▸ Written problem: Find every row below that contains the word "yellow" and copy each of those rows in full, treating case as significant.

▸ Materials provided:

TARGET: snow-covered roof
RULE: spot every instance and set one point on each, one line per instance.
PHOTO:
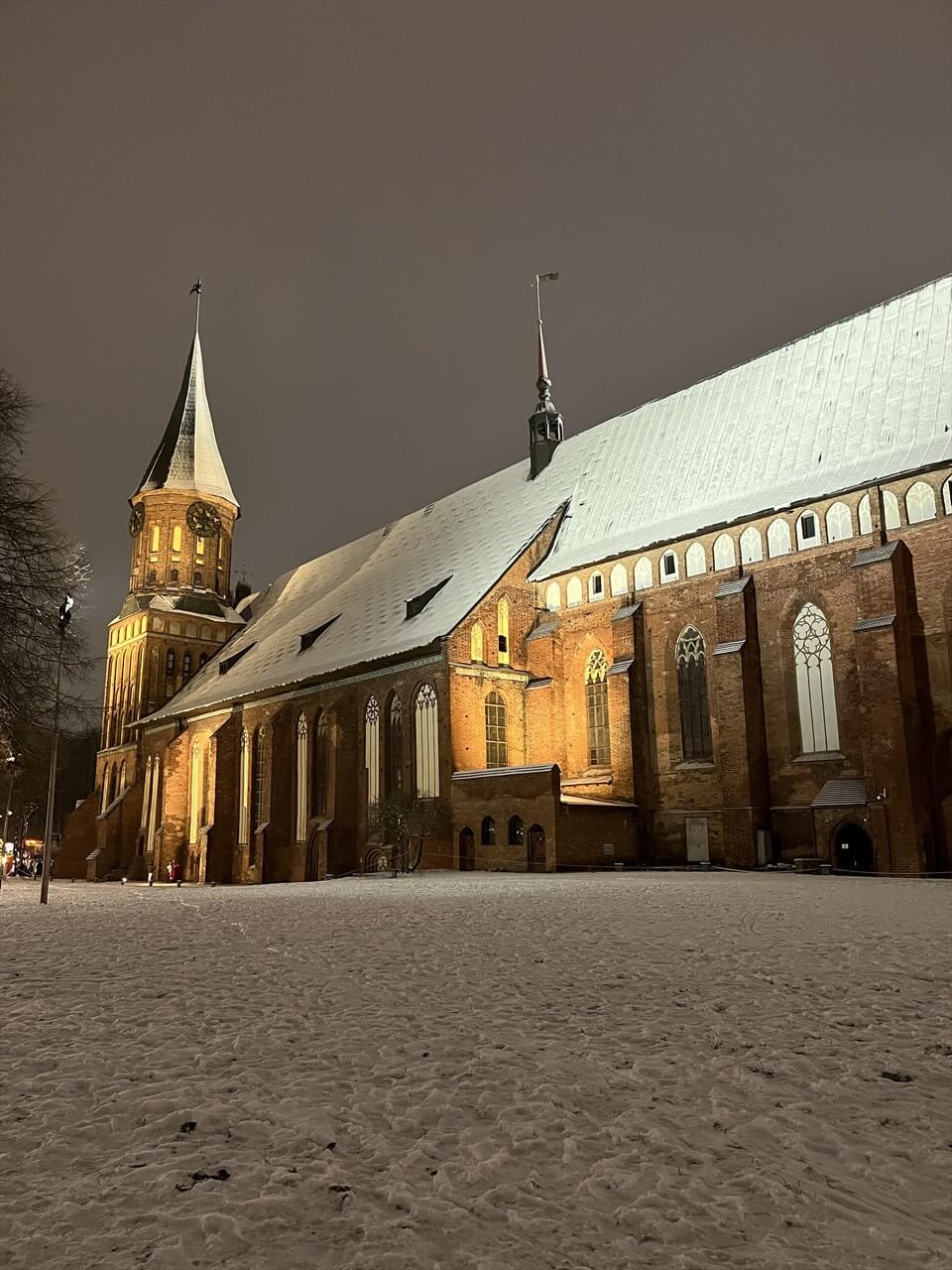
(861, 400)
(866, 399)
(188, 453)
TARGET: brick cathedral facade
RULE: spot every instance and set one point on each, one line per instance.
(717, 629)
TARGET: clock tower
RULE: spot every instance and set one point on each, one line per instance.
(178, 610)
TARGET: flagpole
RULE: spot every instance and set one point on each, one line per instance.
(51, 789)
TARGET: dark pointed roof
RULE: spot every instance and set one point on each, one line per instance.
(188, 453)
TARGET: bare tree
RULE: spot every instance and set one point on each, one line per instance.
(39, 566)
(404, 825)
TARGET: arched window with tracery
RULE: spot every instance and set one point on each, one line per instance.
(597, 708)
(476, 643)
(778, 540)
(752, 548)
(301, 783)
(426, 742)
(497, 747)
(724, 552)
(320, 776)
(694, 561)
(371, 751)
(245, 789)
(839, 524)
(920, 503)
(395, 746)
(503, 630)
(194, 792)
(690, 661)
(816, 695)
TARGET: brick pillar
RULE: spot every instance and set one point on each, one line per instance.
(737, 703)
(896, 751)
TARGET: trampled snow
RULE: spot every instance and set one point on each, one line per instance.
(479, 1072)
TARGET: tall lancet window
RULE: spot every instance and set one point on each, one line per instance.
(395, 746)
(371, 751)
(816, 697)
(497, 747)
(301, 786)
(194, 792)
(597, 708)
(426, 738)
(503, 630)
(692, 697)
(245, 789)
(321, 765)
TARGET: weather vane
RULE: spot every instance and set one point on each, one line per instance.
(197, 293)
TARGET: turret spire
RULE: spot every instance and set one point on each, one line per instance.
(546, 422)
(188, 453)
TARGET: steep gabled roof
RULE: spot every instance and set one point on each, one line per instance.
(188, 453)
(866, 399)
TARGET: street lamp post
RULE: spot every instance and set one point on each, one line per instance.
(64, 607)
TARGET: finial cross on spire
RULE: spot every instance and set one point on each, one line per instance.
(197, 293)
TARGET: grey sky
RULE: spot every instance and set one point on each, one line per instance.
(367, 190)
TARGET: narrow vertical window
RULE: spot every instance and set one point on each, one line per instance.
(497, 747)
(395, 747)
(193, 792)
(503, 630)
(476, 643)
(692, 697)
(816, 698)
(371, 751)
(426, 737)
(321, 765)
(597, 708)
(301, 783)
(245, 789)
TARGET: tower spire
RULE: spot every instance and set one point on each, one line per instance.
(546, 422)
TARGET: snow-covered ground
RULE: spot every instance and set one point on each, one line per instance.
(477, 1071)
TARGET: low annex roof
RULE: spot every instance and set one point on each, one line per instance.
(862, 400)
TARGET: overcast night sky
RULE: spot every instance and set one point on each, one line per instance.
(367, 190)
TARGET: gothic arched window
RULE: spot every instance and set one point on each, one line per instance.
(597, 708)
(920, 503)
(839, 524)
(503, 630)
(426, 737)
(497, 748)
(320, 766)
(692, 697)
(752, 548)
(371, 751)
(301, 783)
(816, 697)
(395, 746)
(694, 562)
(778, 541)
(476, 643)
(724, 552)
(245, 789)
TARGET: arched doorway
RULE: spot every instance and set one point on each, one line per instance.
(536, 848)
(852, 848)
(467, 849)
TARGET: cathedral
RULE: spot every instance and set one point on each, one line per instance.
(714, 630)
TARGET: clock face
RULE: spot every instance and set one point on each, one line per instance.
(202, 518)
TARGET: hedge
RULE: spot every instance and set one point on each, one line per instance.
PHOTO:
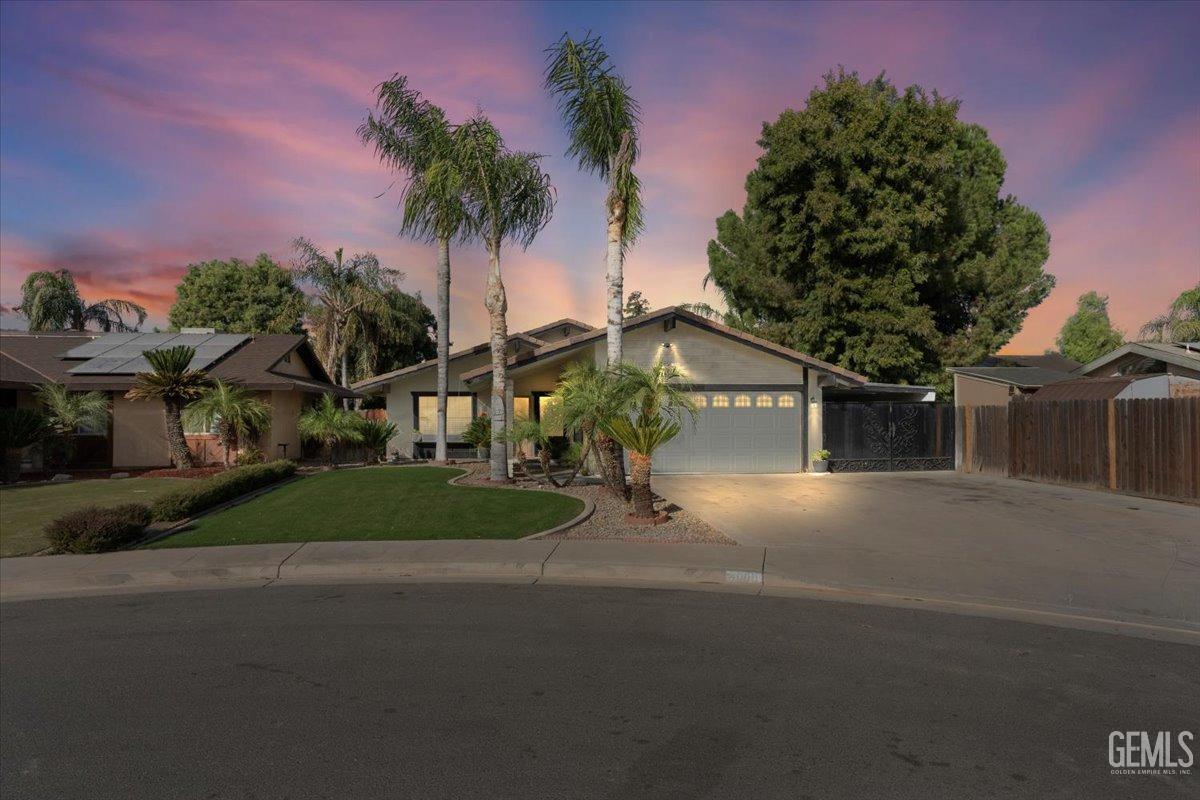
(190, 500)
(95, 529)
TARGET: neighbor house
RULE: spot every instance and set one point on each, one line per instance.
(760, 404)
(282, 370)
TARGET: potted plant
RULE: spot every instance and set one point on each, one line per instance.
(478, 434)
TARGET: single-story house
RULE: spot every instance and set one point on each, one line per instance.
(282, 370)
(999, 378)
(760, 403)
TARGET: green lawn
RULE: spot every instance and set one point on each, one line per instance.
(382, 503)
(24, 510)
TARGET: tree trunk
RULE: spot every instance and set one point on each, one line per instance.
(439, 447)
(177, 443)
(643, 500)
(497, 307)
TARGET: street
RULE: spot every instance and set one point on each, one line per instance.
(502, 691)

...

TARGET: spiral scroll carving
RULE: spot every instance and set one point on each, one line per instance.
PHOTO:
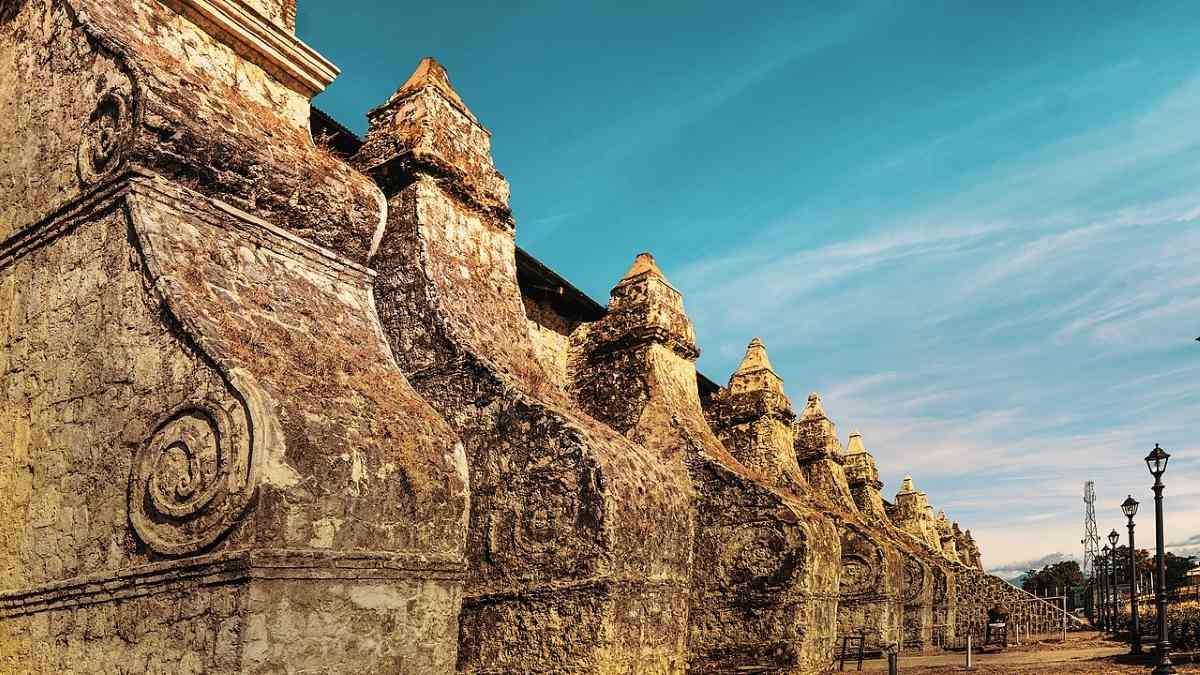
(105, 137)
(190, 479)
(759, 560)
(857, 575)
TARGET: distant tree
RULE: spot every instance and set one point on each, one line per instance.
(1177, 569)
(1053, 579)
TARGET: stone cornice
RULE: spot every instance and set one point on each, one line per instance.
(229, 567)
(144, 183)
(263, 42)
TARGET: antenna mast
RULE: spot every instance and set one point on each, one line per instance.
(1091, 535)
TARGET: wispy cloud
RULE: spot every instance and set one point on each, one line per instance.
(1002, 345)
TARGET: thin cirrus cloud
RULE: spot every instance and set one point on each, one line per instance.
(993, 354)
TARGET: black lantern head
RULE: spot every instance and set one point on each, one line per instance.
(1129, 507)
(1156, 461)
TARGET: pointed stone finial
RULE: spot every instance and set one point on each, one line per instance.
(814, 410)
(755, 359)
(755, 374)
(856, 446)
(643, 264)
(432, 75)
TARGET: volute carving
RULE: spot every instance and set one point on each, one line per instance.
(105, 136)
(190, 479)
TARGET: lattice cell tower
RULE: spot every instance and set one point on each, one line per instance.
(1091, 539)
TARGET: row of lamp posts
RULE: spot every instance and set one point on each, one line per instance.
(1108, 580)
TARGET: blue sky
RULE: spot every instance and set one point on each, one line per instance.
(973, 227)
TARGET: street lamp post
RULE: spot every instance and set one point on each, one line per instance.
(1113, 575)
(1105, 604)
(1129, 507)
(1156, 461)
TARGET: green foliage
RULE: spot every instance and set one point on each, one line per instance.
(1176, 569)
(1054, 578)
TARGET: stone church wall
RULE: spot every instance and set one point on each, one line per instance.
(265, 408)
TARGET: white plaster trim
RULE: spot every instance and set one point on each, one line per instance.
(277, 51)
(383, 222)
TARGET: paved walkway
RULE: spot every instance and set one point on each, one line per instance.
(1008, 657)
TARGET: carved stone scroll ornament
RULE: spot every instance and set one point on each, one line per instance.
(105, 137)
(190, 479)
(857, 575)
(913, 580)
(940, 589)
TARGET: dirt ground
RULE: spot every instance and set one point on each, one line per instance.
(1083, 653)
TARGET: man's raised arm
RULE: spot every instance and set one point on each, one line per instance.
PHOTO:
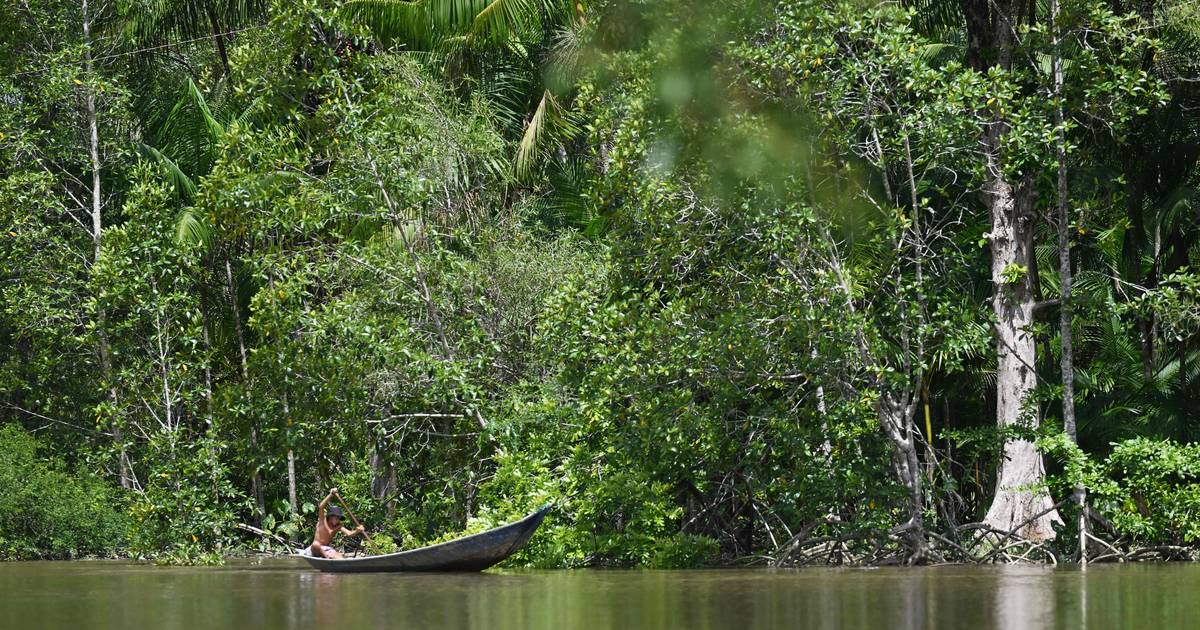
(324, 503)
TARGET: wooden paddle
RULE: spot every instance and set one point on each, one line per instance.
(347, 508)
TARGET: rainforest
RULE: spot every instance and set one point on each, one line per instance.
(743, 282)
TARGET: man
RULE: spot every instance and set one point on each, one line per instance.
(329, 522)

---

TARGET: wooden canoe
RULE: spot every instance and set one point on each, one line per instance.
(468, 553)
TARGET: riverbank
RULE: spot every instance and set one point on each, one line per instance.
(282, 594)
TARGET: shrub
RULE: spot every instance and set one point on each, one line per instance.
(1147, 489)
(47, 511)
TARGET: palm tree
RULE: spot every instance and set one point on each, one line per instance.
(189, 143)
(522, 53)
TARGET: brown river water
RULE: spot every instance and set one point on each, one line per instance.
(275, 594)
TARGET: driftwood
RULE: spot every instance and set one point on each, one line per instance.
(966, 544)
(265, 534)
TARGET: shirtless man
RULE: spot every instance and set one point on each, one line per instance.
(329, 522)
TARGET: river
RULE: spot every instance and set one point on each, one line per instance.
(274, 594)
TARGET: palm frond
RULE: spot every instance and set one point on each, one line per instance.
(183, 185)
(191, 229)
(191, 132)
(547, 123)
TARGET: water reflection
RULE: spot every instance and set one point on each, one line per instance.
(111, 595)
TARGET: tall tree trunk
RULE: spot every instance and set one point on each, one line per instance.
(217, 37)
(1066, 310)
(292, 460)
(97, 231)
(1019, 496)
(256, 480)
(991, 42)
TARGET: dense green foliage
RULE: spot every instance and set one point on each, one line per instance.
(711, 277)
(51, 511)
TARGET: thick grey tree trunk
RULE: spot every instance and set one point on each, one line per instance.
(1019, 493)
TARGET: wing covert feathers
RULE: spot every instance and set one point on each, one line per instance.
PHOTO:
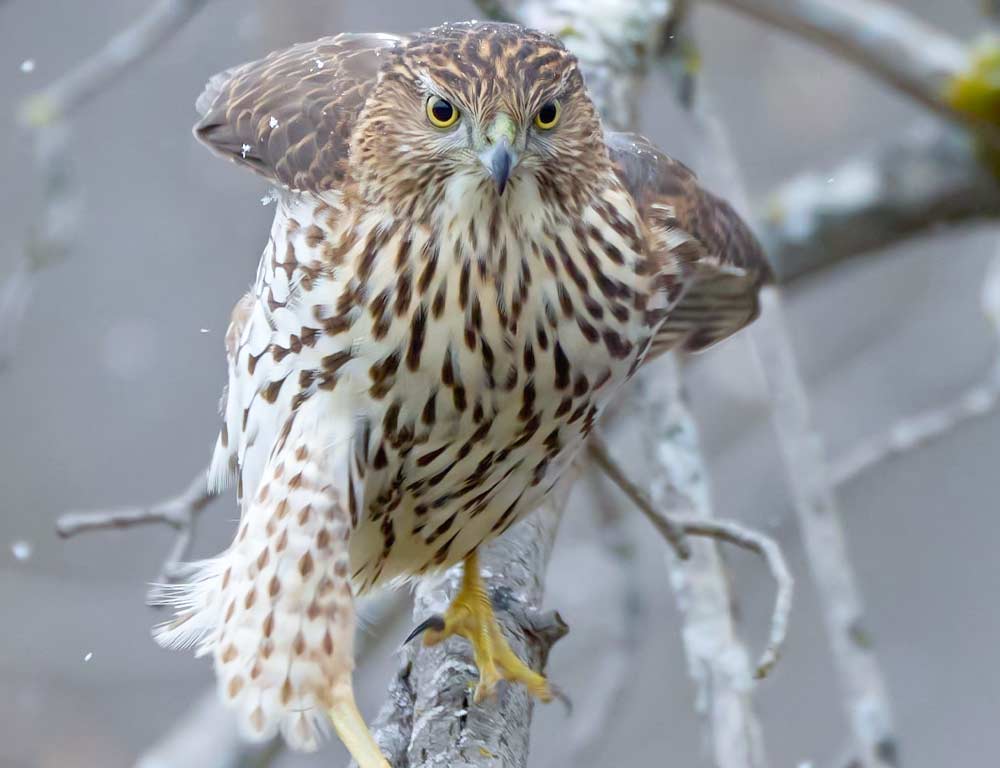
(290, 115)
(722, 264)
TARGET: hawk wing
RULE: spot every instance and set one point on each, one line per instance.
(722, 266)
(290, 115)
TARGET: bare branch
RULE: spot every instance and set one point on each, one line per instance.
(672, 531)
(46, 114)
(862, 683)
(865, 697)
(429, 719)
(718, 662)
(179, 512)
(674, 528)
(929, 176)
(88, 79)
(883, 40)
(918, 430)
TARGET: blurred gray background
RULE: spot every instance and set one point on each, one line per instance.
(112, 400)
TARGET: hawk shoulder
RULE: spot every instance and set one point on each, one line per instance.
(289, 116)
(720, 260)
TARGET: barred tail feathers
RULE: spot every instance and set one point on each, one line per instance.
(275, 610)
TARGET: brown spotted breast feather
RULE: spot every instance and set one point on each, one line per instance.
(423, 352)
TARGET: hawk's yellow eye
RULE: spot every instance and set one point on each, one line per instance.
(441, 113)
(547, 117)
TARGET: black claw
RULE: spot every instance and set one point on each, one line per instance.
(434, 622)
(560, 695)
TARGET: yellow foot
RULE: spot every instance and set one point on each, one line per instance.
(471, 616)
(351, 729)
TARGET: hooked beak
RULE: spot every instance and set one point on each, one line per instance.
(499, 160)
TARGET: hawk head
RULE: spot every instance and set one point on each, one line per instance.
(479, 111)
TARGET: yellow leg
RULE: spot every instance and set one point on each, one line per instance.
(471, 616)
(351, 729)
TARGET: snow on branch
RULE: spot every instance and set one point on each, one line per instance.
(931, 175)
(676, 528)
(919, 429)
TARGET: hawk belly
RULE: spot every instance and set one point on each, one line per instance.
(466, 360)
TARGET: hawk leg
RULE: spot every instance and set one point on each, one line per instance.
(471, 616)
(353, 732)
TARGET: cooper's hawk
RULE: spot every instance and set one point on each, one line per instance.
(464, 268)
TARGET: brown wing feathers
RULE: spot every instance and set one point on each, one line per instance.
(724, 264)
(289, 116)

▸ Task response:
TARGET: hawk's yellow eye
TARGET: yellow foot
TARGET: yellow leg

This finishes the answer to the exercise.